-- start INPUT --
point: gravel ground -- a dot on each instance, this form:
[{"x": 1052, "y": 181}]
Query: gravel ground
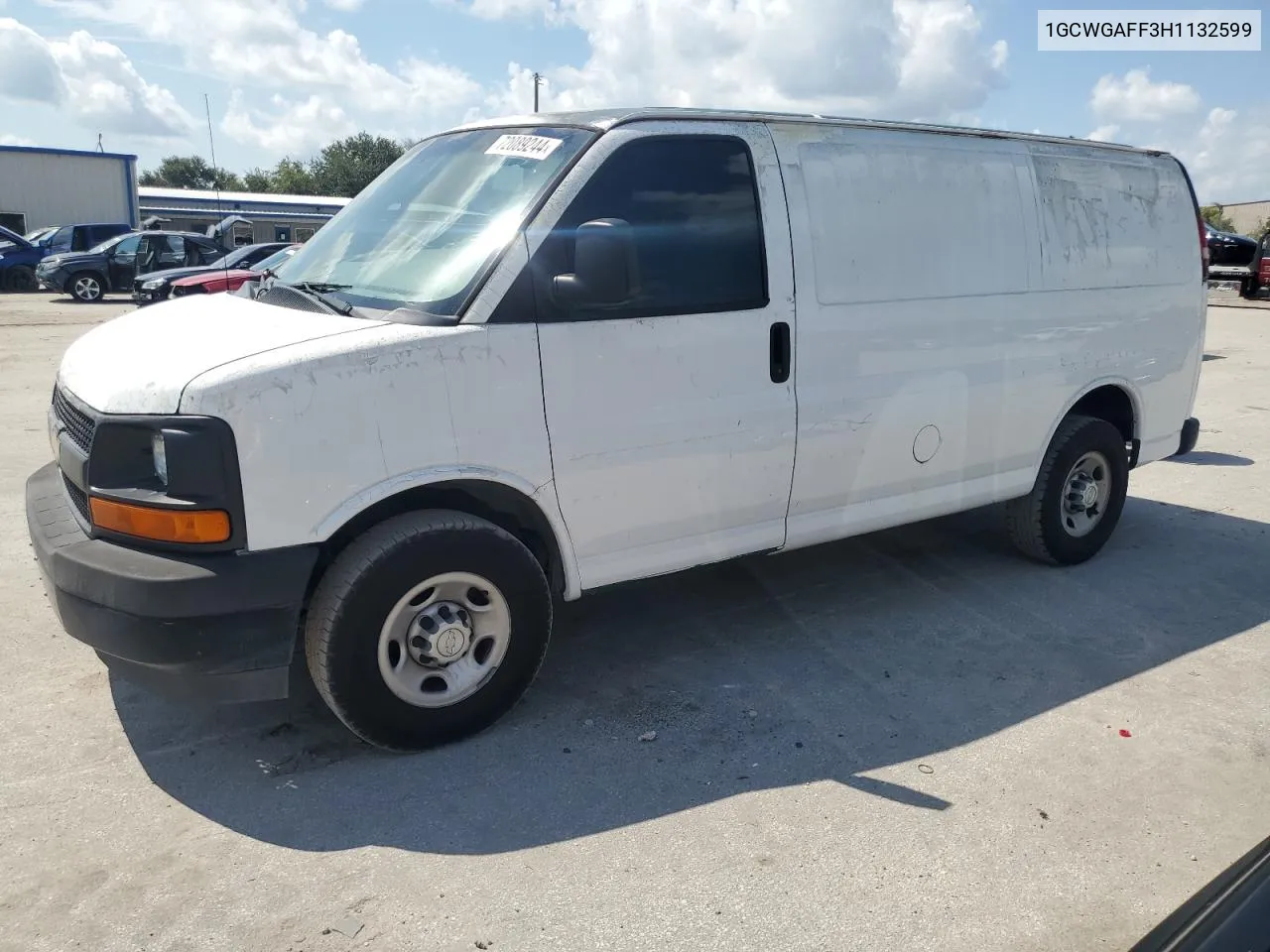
[{"x": 910, "y": 740}]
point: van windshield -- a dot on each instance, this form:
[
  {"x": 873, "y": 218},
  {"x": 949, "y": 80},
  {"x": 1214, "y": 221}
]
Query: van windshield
[{"x": 422, "y": 234}]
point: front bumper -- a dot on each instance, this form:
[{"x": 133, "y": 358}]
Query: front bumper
[
  {"x": 54, "y": 281},
  {"x": 143, "y": 298},
  {"x": 216, "y": 627}
]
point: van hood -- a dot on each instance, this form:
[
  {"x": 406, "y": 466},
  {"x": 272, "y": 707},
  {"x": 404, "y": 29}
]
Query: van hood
[{"x": 140, "y": 362}]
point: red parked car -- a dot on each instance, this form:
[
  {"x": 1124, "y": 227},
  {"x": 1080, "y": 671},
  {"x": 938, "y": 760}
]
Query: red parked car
[{"x": 230, "y": 280}]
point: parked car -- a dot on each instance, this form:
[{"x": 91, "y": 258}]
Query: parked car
[
  {"x": 1229, "y": 257},
  {"x": 18, "y": 261},
  {"x": 157, "y": 286},
  {"x": 531, "y": 361},
  {"x": 21, "y": 254},
  {"x": 114, "y": 264},
  {"x": 213, "y": 282},
  {"x": 1260, "y": 280},
  {"x": 60, "y": 239}
]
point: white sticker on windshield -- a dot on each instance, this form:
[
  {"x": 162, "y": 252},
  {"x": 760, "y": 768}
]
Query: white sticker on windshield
[{"x": 525, "y": 146}]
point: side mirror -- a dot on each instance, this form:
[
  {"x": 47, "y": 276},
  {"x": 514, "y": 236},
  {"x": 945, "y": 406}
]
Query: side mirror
[{"x": 606, "y": 271}]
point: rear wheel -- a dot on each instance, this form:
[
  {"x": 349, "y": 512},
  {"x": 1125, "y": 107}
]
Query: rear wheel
[
  {"x": 21, "y": 278},
  {"x": 427, "y": 629},
  {"x": 1079, "y": 495},
  {"x": 86, "y": 287}
]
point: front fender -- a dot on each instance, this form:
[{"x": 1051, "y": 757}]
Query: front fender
[{"x": 543, "y": 497}]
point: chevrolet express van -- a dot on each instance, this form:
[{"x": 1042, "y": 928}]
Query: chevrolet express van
[{"x": 547, "y": 354}]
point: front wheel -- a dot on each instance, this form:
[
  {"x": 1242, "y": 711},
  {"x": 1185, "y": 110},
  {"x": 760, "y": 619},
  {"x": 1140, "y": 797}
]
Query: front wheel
[
  {"x": 427, "y": 629},
  {"x": 86, "y": 287},
  {"x": 1079, "y": 495}
]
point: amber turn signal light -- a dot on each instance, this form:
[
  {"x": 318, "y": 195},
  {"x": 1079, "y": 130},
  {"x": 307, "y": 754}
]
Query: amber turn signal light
[{"x": 160, "y": 525}]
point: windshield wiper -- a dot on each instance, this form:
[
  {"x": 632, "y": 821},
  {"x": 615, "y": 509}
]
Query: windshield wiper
[{"x": 320, "y": 290}]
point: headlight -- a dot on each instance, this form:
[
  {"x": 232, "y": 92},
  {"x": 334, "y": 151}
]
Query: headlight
[
  {"x": 159, "y": 451},
  {"x": 169, "y": 480}
]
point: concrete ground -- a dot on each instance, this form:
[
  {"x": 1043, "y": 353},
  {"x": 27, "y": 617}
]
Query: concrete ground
[{"x": 911, "y": 740}]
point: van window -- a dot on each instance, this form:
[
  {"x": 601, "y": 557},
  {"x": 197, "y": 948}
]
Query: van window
[{"x": 694, "y": 211}]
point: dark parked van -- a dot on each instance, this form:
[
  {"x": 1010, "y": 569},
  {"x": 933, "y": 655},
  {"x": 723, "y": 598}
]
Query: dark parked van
[{"x": 112, "y": 266}]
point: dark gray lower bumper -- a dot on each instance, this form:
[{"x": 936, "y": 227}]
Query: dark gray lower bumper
[{"x": 220, "y": 627}]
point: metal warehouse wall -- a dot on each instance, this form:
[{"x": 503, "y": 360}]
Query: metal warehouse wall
[{"x": 64, "y": 188}]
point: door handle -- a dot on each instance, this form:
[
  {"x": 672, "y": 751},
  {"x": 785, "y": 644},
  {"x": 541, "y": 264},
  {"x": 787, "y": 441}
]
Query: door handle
[{"x": 779, "y": 352}]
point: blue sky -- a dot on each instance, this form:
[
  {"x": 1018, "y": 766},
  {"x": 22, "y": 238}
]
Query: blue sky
[{"x": 285, "y": 76}]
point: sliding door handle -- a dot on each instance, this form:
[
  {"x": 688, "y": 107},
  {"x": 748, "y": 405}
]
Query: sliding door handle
[{"x": 780, "y": 354}]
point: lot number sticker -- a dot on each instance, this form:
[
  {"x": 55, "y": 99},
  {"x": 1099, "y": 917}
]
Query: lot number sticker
[{"x": 525, "y": 146}]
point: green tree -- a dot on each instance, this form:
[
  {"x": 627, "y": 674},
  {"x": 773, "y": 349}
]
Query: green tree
[
  {"x": 348, "y": 166},
  {"x": 291, "y": 177},
  {"x": 258, "y": 180},
  {"x": 190, "y": 172},
  {"x": 1215, "y": 216}
]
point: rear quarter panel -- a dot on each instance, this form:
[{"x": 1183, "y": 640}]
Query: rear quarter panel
[{"x": 1120, "y": 276}]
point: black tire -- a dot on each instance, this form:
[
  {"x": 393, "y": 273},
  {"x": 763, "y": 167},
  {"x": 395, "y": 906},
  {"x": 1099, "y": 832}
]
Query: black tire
[
  {"x": 79, "y": 285},
  {"x": 1037, "y": 522},
  {"x": 21, "y": 278},
  {"x": 366, "y": 580}
]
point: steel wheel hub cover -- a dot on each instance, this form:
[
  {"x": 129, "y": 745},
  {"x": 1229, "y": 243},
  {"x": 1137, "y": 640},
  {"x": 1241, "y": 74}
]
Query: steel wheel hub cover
[{"x": 441, "y": 634}]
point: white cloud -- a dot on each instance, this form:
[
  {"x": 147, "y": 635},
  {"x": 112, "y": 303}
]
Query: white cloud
[
  {"x": 910, "y": 59},
  {"x": 90, "y": 79},
  {"x": 28, "y": 70},
  {"x": 262, "y": 45},
  {"x": 1229, "y": 157},
  {"x": 290, "y": 126},
  {"x": 1134, "y": 98}
]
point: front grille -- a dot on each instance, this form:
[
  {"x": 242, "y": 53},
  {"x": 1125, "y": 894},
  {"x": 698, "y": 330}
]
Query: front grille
[
  {"x": 79, "y": 425},
  {"x": 77, "y": 497}
]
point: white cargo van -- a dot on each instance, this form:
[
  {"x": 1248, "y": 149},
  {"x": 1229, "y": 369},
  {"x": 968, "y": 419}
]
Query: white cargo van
[{"x": 547, "y": 354}]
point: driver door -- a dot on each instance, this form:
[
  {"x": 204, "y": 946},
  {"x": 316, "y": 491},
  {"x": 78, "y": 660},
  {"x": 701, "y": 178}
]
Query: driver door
[
  {"x": 121, "y": 262},
  {"x": 671, "y": 416}
]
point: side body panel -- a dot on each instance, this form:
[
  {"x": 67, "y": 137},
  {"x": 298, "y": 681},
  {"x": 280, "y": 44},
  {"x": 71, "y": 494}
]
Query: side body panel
[{"x": 956, "y": 296}]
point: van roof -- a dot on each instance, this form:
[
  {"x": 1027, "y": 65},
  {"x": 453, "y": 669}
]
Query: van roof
[{"x": 603, "y": 119}]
-- end INPUT --
| WORK INSTRUCTIONS |
Turn every line of the listing above into a numbered list, one line per entry, with blank lines left out. Don't include the pictures in your answer.

| TASK SOLUTION |
1. point: gravel ground -- a dot on each instance, this form:
2. [{"x": 1052, "y": 181}]
3. Query: gravel ground
4. [{"x": 910, "y": 740}]
5. point: van windshield -- a dot on each instance, this form:
6. [
7.   {"x": 873, "y": 218},
8.   {"x": 949, "y": 80},
9.   {"x": 1214, "y": 221}
10. ]
11. Query: van windshield
12. [{"x": 422, "y": 234}]
13. point: front bumper -- a dot on each instance, this form:
14. [{"x": 133, "y": 358}]
15. Query: front bumper
16. [
17.   {"x": 54, "y": 281},
18.   {"x": 143, "y": 298},
19.   {"x": 216, "y": 627}
20. ]
21. point: van hood -- a dot on each instance, this form:
22. [
23.   {"x": 406, "y": 466},
24.   {"x": 272, "y": 707},
25.   {"x": 404, "y": 29}
26. ]
27. Query: van hood
28. [{"x": 140, "y": 362}]
29. point: red parked car -- a dot on each instance, this form:
30. [
31.   {"x": 1124, "y": 227},
32.   {"x": 1080, "y": 671},
33.   {"x": 938, "y": 760}
34. ]
35. Query: red parked car
36. [{"x": 230, "y": 280}]
37. point: parked car -- a dot on each instance, this form:
38. [{"x": 91, "y": 258}]
39. Query: parked car
40. [
41.   {"x": 1229, "y": 257},
42.   {"x": 18, "y": 261},
43.   {"x": 157, "y": 286},
44.   {"x": 531, "y": 361},
45.   {"x": 21, "y": 254},
46.   {"x": 114, "y": 264},
47.   {"x": 213, "y": 282},
48.   {"x": 1260, "y": 280},
49.   {"x": 60, "y": 239}
50. ]
51. point: white sticker on windshield -- a dot on each instance, this form:
52. [
53.   {"x": 162, "y": 252},
54.   {"x": 760, "y": 768}
55. ]
56. Query: white sticker on windshield
57. [{"x": 525, "y": 146}]
58. point: side mirror -- a dot on each instance, this form:
59. [
60.   {"x": 47, "y": 276},
61.   {"x": 514, "y": 236},
62.   {"x": 945, "y": 406}
63. ]
64. Query: side mirror
65. [{"x": 606, "y": 271}]
66. point: rear wheel -- a dot on each instance, this form:
67. [
68.   {"x": 349, "y": 512},
69.   {"x": 1125, "y": 107}
70. ]
71. Query: rear wheel
72. [
73.   {"x": 21, "y": 278},
74.   {"x": 427, "y": 629},
75.   {"x": 1079, "y": 495},
76.   {"x": 86, "y": 287}
77. ]
78. point: front fender -- a dot on each instance, this form:
79. [{"x": 1051, "y": 757}]
80. Query: front fender
81. [{"x": 543, "y": 497}]
82. point: chevrolet express van -- a dot on each instance, this form:
83. [{"x": 1042, "y": 928}]
84. Query: chevrolet express van
85. [{"x": 547, "y": 354}]
86. point: front wheel -- a dot on each instance, this form:
87. [
88.   {"x": 1242, "y": 711},
89.   {"x": 1185, "y": 110},
90.   {"x": 760, "y": 619},
91.   {"x": 1140, "y": 797}
92. ]
93. Query: front wheel
94. [
95.   {"x": 427, "y": 629},
96.   {"x": 86, "y": 287},
97.   {"x": 1079, "y": 495}
98. ]
99. point: amber turn signal light -- a dot on each instance, this form:
100. [
101.   {"x": 318, "y": 195},
102.   {"x": 1079, "y": 130},
103.   {"x": 307, "y": 754}
104. ]
105. Query: amber turn signal light
106. [{"x": 160, "y": 525}]
107. point: windshield wiper -- a dot on each instance, this form:
108. [
109.   {"x": 632, "y": 821},
110.   {"x": 615, "y": 509}
111. ]
112. Query: windshield wiper
113. [{"x": 320, "y": 290}]
114. point: headlight -- a dot on each instance, this form:
115. [
116.   {"x": 232, "y": 92},
117.   {"x": 334, "y": 151}
118. ]
119. Query: headlight
120. [
121.   {"x": 159, "y": 451},
122.   {"x": 169, "y": 480}
123. ]
124. point: concrete ground -- a dot on each instance, this form:
125. [
126.   {"x": 1043, "y": 353},
127.   {"x": 27, "y": 617}
128. ]
129. Query: concrete ground
130. [{"x": 911, "y": 740}]
131. point: van window -- a dot on each instance, this form:
132. [
133.   {"x": 601, "y": 557},
134.   {"x": 197, "y": 948}
135. ]
136. Query: van window
137. [{"x": 694, "y": 211}]
138. point: dark parked van -- a dot on each instance, this form:
139. [
140.   {"x": 1010, "y": 569},
141.   {"x": 933, "y": 655},
142.   {"x": 723, "y": 598}
143. ]
144. Query: dark parked van
145. [{"x": 112, "y": 266}]
146. point: dark gray lower bumper -- a dot on each instance, this form:
147. [{"x": 936, "y": 227}]
148. Query: dark gray lower bumper
149. [{"x": 220, "y": 627}]
150. point: metal warehouse wall -- a dot on each instance, this form:
151. [{"x": 503, "y": 360}]
152. Query: metal warehouse wall
153. [{"x": 64, "y": 188}]
154. point: door handle -- a dot on each instance, this form:
155. [
156.   {"x": 672, "y": 751},
157.   {"x": 785, "y": 644},
158.   {"x": 541, "y": 264},
159.   {"x": 787, "y": 441}
160. ]
161. Query: door handle
162. [{"x": 779, "y": 352}]
163. point: blue sky -- a dot on each instance, this form:
164. [
165.   {"x": 1018, "y": 766},
166.   {"x": 22, "y": 238}
167. ]
168. Query: blue sky
169. [{"x": 285, "y": 76}]
170. point: sliding door handle -- a dot on each instance, this form:
171. [
172.   {"x": 688, "y": 107},
173.   {"x": 748, "y": 405}
174. ]
175. Query: sliding door handle
176. [{"x": 780, "y": 354}]
177. point: lot number sticker -- a dot on each instance, this form:
178. [
179.   {"x": 55, "y": 99},
180.   {"x": 1099, "y": 917}
181. ]
182. Query: lot number sticker
183. [{"x": 525, "y": 146}]
184. point: green tree -- a dot on each instance, this form:
185. [
186.   {"x": 627, "y": 674},
187.   {"x": 773, "y": 349}
188. ]
189. Query: green tree
190. [
191.   {"x": 348, "y": 166},
192.   {"x": 291, "y": 177},
193.   {"x": 258, "y": 180},
194.   {"x": 190, "y": 172},
195.   {"x": 1215, "y": 216}
196. ]
197. point: rear quarter panel -- a dot on each instance, this form:
198. [{"x": 1183, "y": 640}]
199. Query: rear quarter panel
200. [{"x": 1120, "y": 276}]
201. point: black tire -- a dot on each instance, this form:
202. [
203.   {"x": 393, "y": 273},
204.   {"x": 763, "y": 167},
205.   {"x": 395, "y": 906},
206.   {"x": 1099, "y": 832}
207. ]
208. Query: black tire
209. [
210.   {"x": 79, "y": 285},
211.   {"x": 1037, "y": 522},
212.   {"x": 21, "y": 278},
213.   {"x": 366, "y": 580}
214. ]
215. point: steel wheel hub cover -- a dot on each instance, this form:
216. [
217.   {"x": 129, "y": 745},
218.   {"x": 1229, "y": 243},
219.   {"x": 1137, "y": 640},
220.   {"x": 1241, "y": 74}
221. ]
222. Query: steel wheel hub cover
223. [{"x": 441, "y": 634}]
224. point: white cloud -- a dot on each instance, this form:
225. [
226.   {"x": 147, "y": 635},
227.   {"x": 112, "y": 303}
228. ]
229. Query: white cloud
230. [
231.   {"x": 910, "y": 59},
232.   {"x": 90, "y": 79},
233.   {"x": 28, "y": 70},
234.   {"x": 262, "y": 45},
235.   {"x": 1229, "y": 157},
236.   {"x": 290, "y": 126},
237.   {"x": 1134, "y": 98}
238. ]
239. point: front grille -- a dot on each instance, this form:
240. [
241.   {"x": 242, "y": 53},
242.   {"x": 1125, "y": 894},
243.   {"x": 698, "y": 330}
244. ]
245. Query: front grille
246. [
247.   {"x": 79, "y": 425},
248.   {"x": 77, "y": 497}
249. ]
250. point: white cargo van -- a dot on each instance, this form:
251. [
252.   {"x": 1248, "y": 149},
253.   {"x": 1229, "y": 369},
254.   {"x": 968, "y": 419}
255. ]
256. Query: white cargo van
257. [{"x": 547, "y": 354}]
258. point: driver door -- a dot on each instance, this form:
259. [
260.   {"x": 204, "y": 946},
261.   {"x": 316, "y": 491},
262.   {"x": 78, "y": 660},
263.   {"x": 701, "y": 178}
264. ]
265. Query: driver door
266. [
267.   {"x": 121, "y": 262},
268.   {"x": 671, "y": 416}
269. ]
270. point: side body panel -- a dot on each instance, this form:
271. [
272.   {"x": 67, "y": 137},
273.   {"x": 298, "y": 681},
274.   {"x": 280, "y": 44},
275.   {"x": 71, "y": 494}
276. ]
277. Query: side body panel
278. [{"x": 956, "y": 296}]
279. point: van roof -- a dot on each instance, this form:
280. [
281.   {"x": 1027, "y": 65},
282.   {"x": 453, "y": 669}
283. ]
284. Query: van roof
285. [{"x": 603, "y": 119}]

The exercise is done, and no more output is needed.